Bij het voerscheppen
Tekst en foto’s: Loek van der Klugt
De afwateringssloot voor het appartementengebouw aan de Laan van Wateringse Veld in Wateringse Veld/Hoge Veld waarin wij alweer ruim 16 jaar wonen, voerde enige jaren na de aanleg helder water. Er groeiden allerlei soorten planten en er was een opvallende rijkdom aan soorten waterdiertjes. Bij de aanleg werd zeezand gebruikt. Ik denk daarom dat er enige tijd sprake was van licht brak water. Dat denk ik ook doordat ik er een tijd lang Mysis (Neomysis relicta) ving.
Helaas is de sloot nu biologisch gezien een droefenis. De enige plant die er in de warmere tijd van het jaar nog groeit is Potamogeton graminifolia. Zelfs darmwier dat elk jaar gedurende korte tijd in massa het wateroppervlak bedekte heb ik dit jaar niet gezien. Nu vang ik er nog met veel moeite wat relatief kleine Cyclops. Dat laatste kwam me nu wel goed uit. Mijn rijstvisjes Oryzias woworae zijn er gek op!
Waarover ik nu eigenlijk wil berichten, is dat ik er ook een karper- of visluis (Argulus foliaceus) van pakweg 5 mm groot mee binnenhaalde. Die zag ik gelukkig in de bak zwemmen voordat hij zich op een visje had vastgezet. Dat kostte me jaren geleden in mijn grote paludarium een Melanotaenia praecox.
Die ging tollend ten onder!
Onlangs kwam ik met een minimale hoeveelheid Cyclops thuis en verdraaid, daar zat ook weer karperluisje bij. Die was vrijwel kleurloos en hooguit 3 mm groot. Gelukkig zeefde ik het water met mijn set van vier zeefjes. Dat deed ik omdat ik deze keer ook een flinke hoeveelheid rode mijt had mee geschept. Ook die waren nu veel kleiner dan die ik jaren eerder ving. Vissen lusten ze niet.

> Aangeleverd materiaal:
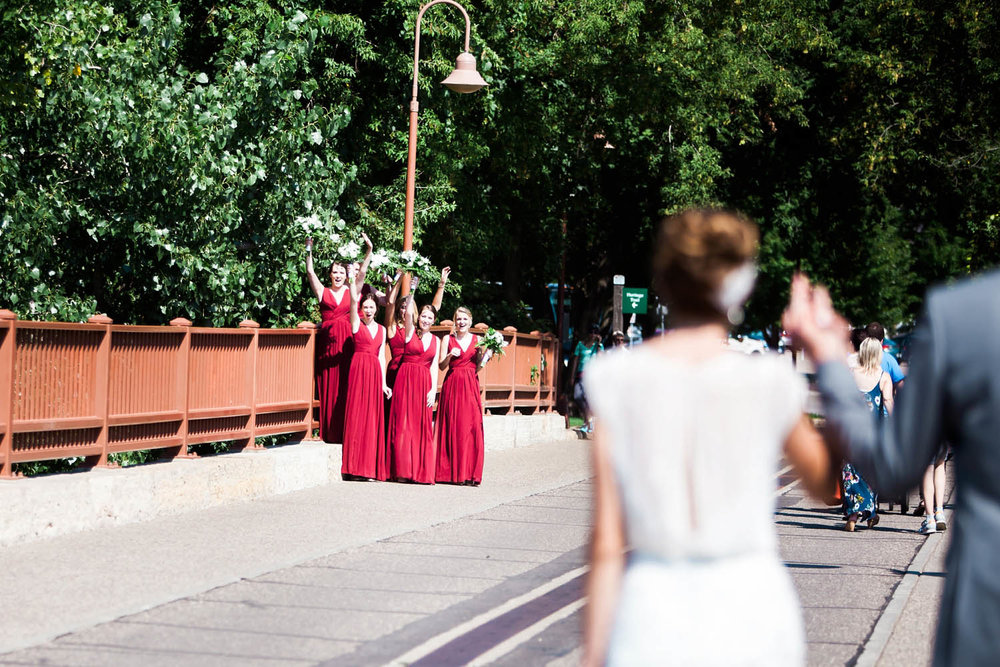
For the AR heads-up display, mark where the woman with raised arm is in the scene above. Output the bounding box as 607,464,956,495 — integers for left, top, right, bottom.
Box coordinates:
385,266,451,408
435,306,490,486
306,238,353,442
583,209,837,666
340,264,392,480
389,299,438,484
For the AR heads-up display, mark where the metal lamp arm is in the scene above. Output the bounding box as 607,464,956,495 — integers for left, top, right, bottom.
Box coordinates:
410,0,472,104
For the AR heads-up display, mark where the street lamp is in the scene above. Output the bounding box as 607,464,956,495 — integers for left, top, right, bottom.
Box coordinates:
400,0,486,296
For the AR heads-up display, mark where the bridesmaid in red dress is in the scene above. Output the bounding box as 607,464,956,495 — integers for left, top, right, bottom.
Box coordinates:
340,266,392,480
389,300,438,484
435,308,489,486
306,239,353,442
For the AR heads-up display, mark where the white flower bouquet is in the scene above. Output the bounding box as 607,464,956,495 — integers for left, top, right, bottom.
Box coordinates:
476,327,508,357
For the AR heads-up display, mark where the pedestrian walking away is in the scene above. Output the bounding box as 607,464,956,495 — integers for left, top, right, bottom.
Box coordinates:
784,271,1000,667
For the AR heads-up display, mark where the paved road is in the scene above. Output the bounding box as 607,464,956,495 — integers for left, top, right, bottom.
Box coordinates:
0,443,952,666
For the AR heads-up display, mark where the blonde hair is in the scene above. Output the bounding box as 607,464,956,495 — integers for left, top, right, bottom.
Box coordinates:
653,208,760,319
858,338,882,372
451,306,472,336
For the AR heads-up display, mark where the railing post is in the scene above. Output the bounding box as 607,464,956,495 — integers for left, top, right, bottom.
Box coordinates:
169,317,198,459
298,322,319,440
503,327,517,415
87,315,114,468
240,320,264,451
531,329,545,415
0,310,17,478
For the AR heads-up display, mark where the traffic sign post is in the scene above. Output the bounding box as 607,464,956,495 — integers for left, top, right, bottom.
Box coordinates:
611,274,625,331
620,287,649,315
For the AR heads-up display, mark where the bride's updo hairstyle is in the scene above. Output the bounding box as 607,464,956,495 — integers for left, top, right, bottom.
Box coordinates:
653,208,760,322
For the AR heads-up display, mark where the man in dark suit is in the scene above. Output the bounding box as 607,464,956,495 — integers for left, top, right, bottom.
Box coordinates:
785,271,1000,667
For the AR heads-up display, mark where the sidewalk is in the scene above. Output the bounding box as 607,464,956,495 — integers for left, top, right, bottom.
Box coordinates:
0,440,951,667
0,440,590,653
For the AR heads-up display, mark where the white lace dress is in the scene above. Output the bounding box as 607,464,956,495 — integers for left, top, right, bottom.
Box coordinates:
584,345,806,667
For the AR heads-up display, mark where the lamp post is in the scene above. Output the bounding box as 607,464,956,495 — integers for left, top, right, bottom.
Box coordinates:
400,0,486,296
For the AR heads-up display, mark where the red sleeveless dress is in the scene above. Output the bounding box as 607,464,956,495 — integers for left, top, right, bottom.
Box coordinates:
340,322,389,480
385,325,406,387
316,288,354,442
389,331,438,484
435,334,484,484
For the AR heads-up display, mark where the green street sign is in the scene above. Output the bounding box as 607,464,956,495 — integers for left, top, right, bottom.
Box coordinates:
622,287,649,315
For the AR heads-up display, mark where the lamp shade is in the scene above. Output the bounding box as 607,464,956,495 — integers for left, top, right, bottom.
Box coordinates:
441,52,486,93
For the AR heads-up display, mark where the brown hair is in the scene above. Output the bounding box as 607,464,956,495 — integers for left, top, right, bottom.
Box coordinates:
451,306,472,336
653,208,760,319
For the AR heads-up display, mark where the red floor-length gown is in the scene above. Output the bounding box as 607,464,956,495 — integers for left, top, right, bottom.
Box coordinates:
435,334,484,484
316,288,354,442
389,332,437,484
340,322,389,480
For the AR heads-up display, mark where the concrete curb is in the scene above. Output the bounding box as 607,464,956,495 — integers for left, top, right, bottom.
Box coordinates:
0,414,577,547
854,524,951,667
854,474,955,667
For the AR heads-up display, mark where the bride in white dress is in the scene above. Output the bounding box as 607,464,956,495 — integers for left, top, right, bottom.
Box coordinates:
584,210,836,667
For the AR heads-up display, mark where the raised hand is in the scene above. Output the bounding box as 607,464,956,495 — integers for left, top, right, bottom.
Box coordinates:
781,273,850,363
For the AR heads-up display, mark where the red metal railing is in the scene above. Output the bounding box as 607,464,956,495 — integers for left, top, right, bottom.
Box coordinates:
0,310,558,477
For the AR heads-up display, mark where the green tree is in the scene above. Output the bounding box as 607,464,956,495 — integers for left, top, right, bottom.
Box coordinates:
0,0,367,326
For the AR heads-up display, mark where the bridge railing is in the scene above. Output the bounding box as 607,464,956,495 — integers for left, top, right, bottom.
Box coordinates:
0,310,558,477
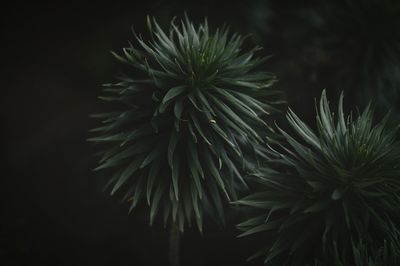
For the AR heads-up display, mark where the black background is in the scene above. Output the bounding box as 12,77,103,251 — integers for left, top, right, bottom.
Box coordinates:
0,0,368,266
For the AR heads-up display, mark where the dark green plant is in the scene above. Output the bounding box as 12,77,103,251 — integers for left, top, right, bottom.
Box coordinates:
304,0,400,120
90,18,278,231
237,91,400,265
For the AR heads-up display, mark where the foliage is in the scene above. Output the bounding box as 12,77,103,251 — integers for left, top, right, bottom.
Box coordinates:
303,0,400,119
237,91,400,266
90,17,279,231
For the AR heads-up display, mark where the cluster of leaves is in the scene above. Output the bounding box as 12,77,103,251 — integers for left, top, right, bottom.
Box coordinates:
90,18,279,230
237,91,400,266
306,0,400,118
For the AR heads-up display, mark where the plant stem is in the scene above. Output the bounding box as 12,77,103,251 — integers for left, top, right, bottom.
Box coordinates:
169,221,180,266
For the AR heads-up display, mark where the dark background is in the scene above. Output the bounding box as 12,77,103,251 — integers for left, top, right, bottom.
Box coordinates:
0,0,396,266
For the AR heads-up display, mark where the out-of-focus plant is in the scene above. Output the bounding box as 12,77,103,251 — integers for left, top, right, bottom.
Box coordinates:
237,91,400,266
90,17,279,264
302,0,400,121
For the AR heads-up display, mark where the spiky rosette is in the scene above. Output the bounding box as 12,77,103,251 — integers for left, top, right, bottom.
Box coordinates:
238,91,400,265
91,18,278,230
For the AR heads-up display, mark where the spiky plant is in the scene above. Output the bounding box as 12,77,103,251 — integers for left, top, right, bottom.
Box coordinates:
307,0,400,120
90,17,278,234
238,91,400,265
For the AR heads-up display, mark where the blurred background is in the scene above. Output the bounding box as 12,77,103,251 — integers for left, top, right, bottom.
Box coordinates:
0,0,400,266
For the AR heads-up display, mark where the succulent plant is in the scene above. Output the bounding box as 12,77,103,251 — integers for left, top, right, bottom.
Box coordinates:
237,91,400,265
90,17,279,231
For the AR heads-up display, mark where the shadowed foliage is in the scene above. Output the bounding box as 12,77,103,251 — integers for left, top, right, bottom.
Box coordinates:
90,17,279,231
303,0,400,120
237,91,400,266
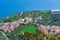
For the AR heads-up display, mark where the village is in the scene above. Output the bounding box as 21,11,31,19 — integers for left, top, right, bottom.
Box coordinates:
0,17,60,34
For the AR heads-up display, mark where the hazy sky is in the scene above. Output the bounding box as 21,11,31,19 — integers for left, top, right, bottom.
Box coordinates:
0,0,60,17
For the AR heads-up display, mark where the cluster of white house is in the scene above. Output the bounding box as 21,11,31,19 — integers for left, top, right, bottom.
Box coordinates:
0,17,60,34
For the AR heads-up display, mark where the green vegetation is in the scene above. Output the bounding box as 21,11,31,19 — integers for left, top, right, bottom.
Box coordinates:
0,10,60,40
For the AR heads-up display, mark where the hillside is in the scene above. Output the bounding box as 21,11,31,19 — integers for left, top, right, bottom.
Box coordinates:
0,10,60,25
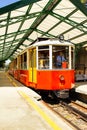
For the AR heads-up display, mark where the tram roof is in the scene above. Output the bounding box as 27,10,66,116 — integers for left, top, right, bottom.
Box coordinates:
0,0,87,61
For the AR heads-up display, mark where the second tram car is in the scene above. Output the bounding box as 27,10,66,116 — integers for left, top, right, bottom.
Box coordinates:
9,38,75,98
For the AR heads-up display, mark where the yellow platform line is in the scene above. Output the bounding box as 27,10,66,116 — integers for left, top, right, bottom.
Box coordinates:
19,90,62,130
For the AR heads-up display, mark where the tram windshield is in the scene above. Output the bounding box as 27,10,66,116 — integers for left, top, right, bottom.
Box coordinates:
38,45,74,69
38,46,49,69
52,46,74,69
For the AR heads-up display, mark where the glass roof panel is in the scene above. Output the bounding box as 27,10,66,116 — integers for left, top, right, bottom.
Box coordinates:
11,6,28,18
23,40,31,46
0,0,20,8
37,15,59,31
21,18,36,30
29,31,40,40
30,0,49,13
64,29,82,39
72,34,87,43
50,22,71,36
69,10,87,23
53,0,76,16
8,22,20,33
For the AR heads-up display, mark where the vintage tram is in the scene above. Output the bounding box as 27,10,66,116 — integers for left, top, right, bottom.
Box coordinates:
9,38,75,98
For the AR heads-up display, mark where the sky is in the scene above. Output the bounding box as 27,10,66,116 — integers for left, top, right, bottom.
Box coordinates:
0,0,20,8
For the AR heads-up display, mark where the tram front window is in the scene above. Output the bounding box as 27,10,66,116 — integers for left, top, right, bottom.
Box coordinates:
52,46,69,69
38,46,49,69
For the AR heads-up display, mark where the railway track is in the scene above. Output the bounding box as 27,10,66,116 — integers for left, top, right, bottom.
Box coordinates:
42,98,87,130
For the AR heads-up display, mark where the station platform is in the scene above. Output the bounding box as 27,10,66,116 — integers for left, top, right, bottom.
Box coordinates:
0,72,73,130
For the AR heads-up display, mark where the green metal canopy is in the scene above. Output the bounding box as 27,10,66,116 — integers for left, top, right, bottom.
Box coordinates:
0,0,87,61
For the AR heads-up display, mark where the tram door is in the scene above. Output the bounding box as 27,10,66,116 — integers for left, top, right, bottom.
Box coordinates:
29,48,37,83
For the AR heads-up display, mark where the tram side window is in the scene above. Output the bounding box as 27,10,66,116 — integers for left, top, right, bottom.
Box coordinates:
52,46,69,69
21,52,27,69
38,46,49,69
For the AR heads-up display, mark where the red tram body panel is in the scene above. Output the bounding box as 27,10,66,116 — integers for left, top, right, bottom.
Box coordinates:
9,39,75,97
* * *
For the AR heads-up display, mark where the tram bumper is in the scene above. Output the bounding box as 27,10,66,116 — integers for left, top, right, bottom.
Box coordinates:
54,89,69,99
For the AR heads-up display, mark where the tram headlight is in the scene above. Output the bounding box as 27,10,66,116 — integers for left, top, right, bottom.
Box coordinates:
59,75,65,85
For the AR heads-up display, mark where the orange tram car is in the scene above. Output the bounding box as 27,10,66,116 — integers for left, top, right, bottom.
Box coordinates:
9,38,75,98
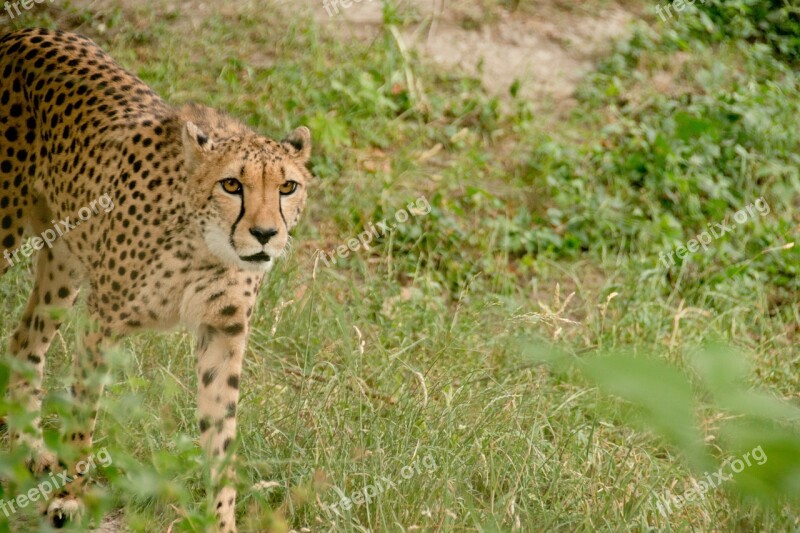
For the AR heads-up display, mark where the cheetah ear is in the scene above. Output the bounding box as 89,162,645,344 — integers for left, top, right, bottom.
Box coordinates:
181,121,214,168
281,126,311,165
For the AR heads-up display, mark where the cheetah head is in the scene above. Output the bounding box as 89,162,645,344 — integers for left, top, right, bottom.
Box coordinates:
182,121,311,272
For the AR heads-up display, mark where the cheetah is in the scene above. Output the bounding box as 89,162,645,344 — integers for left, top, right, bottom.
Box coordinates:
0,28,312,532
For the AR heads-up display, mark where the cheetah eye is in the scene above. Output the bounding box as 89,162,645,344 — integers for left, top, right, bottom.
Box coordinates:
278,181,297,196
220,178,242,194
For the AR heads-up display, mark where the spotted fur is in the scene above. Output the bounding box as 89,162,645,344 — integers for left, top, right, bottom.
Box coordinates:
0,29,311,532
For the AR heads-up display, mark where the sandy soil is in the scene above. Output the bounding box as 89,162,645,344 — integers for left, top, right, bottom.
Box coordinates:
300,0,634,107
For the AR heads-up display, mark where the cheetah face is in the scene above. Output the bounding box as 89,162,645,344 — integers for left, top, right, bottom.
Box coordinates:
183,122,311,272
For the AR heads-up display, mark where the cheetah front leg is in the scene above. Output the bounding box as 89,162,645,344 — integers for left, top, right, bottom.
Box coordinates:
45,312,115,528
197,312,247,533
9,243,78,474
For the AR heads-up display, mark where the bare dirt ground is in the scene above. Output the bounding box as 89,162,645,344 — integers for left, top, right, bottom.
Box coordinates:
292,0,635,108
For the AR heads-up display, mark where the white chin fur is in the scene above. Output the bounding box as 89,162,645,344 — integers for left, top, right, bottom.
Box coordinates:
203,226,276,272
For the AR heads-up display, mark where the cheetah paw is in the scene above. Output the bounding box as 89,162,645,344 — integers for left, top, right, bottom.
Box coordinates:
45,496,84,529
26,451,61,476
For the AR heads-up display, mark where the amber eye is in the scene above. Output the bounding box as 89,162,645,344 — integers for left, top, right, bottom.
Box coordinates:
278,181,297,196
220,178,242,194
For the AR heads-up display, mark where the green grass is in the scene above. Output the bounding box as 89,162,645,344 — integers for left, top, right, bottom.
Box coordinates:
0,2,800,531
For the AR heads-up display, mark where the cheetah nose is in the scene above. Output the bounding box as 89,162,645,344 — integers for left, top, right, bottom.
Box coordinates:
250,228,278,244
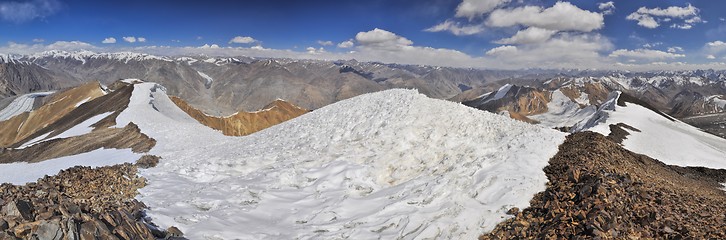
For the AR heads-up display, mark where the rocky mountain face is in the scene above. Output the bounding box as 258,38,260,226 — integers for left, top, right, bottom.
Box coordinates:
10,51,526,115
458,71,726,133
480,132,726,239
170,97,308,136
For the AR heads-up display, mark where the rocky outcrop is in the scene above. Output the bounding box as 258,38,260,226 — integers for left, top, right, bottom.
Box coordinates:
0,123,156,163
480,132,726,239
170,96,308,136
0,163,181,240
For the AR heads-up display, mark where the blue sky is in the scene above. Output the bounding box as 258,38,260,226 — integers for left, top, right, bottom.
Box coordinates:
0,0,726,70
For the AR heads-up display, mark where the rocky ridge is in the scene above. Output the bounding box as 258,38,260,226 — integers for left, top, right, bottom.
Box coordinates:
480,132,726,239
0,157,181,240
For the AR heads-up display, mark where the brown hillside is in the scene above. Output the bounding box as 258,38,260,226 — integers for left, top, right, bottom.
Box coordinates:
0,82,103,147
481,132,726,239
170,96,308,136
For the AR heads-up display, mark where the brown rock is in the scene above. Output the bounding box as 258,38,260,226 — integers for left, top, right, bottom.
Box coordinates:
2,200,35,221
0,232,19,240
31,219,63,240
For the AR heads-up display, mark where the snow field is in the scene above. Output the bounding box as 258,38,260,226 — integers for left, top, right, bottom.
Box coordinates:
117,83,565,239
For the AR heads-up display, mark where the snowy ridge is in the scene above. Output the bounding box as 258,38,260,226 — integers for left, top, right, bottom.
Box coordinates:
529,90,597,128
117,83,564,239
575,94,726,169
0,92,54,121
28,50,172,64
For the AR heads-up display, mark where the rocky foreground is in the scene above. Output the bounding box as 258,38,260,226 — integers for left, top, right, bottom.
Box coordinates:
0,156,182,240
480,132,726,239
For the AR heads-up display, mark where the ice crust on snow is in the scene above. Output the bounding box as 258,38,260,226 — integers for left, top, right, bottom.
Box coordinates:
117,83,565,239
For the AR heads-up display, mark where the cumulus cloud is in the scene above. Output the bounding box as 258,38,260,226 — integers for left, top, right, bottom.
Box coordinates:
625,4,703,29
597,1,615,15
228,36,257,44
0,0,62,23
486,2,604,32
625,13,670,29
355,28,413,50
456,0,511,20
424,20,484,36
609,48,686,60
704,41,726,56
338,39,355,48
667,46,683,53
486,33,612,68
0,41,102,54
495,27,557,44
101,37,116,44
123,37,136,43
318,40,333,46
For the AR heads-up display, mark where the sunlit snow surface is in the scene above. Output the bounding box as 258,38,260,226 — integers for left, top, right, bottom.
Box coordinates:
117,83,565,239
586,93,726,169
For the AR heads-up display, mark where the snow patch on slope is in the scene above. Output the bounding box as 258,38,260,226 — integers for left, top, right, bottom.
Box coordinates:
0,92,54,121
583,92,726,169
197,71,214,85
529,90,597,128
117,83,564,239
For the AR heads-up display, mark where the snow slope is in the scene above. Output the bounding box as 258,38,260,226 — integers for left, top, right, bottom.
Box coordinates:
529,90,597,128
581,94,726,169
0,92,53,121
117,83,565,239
--
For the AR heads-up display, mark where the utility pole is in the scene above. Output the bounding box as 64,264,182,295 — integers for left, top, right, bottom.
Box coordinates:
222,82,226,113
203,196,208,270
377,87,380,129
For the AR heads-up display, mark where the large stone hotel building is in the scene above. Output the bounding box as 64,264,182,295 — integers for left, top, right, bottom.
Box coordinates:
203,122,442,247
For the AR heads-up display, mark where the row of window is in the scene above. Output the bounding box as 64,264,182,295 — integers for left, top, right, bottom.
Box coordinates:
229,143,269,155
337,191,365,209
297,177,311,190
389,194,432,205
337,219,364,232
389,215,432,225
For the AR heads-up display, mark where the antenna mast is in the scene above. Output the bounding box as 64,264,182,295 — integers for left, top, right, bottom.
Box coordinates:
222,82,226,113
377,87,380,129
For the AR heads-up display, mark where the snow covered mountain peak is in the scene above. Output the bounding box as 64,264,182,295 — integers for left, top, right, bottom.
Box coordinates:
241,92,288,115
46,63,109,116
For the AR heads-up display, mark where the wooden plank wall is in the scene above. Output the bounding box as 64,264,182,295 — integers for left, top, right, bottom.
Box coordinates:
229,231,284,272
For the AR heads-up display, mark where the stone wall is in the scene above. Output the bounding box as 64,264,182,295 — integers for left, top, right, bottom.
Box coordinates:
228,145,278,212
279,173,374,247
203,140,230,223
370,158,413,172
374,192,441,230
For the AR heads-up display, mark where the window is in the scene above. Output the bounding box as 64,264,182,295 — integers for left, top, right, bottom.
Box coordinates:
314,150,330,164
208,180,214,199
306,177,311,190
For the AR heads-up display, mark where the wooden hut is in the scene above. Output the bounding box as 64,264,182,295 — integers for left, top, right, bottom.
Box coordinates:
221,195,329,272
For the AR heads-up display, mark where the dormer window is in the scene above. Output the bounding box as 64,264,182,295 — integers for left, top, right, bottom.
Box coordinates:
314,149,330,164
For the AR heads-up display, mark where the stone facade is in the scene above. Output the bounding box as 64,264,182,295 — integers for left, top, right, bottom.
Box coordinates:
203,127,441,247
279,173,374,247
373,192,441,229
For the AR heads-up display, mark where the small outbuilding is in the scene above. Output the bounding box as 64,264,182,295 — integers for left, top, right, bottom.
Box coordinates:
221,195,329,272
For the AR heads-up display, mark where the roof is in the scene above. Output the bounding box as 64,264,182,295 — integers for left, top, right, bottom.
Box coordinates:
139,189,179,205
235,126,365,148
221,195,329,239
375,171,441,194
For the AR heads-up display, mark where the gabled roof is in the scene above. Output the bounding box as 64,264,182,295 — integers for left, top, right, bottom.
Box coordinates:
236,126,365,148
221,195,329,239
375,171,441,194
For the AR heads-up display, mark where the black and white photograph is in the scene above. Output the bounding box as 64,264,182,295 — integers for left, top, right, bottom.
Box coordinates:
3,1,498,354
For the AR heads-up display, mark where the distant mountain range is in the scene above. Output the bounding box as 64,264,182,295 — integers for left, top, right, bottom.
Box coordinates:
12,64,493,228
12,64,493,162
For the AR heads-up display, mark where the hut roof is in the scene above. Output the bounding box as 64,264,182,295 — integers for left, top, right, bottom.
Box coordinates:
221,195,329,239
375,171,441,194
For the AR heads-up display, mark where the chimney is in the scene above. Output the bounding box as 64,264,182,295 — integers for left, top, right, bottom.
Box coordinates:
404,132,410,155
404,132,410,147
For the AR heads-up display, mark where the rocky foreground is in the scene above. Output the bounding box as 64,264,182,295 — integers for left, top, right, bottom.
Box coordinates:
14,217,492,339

> Jouw opdracht: Neem de getoonde tekst hierboven volledig en letterlijk over.

> Antwoordvak:
Bij het voerscheppen
Tekst en foto’s: Loek van der Klugt
De afwateringssloot voor het appartementengebouw aan de Laan van Wateringse Veld in Wateringse Veld/Hoge Veld waarin wij alweer ruim 16 jaar wonen, voerde enige jaren na de aanleg helder water. Er groeiden allerlei soorten planten en er was een opvallende rijkdom aan soorten waterdiertjes. Bij de aanleg werd zeezand gebruikt. Ik denk daarom dat er enige tijd sprake was van licht brak water. Dat denk ik ook doordat ik er een tijd lang Mysis (Neomysis relicta) ving.
Helaas is de sloot nu biologisch gezien een droefenis. De enige plant die er in de warmere tijd van het jaar nog groeit is Potamogeton graminifolia. Zelfs darmwier dat elk jaar gedurende korte tijd in massa het wateroppervlak bedekte heb ik dit jaar niet gezien. Nu vang ik er nog met veel moeite wat relatief kleine Cyclops. Dat laatste kwam me nu wel goed uit. Mijn rijstvisjes Oryzias woworae zijn er gek op!
Waarover ik nu eigenlijk wil berichten, is dat ik er ook een karper- of visluis (Argulus foliaceus) van pakweg 5 mm groot mee binnenhaalde. Die zag ik gelukkig in de bak zwemmen voordat hij zich op een visje had vastgezet. Dat kostte me jaren geleden in mijn grote paludarium een Melanotaenia praecox.
Die ging tollend ten onder!
Onlangs kwam ik met een minimale hoeveelheid Cyclops thuis en verdraaid, daar zat ook weer karperluisje bij. Die was vrijwel kleurloos en hooguit 3 mm groot. Gelukkig zeefde ik het water met mijn set van vier zeefjes. Dat deed ik omdat ik deze keer ook een flinke hoeveelheid rode mijt had mee geschept. Ook die waren nu veel kleiner dan die ik jaren eerder ving. Vissen lusten ze niet.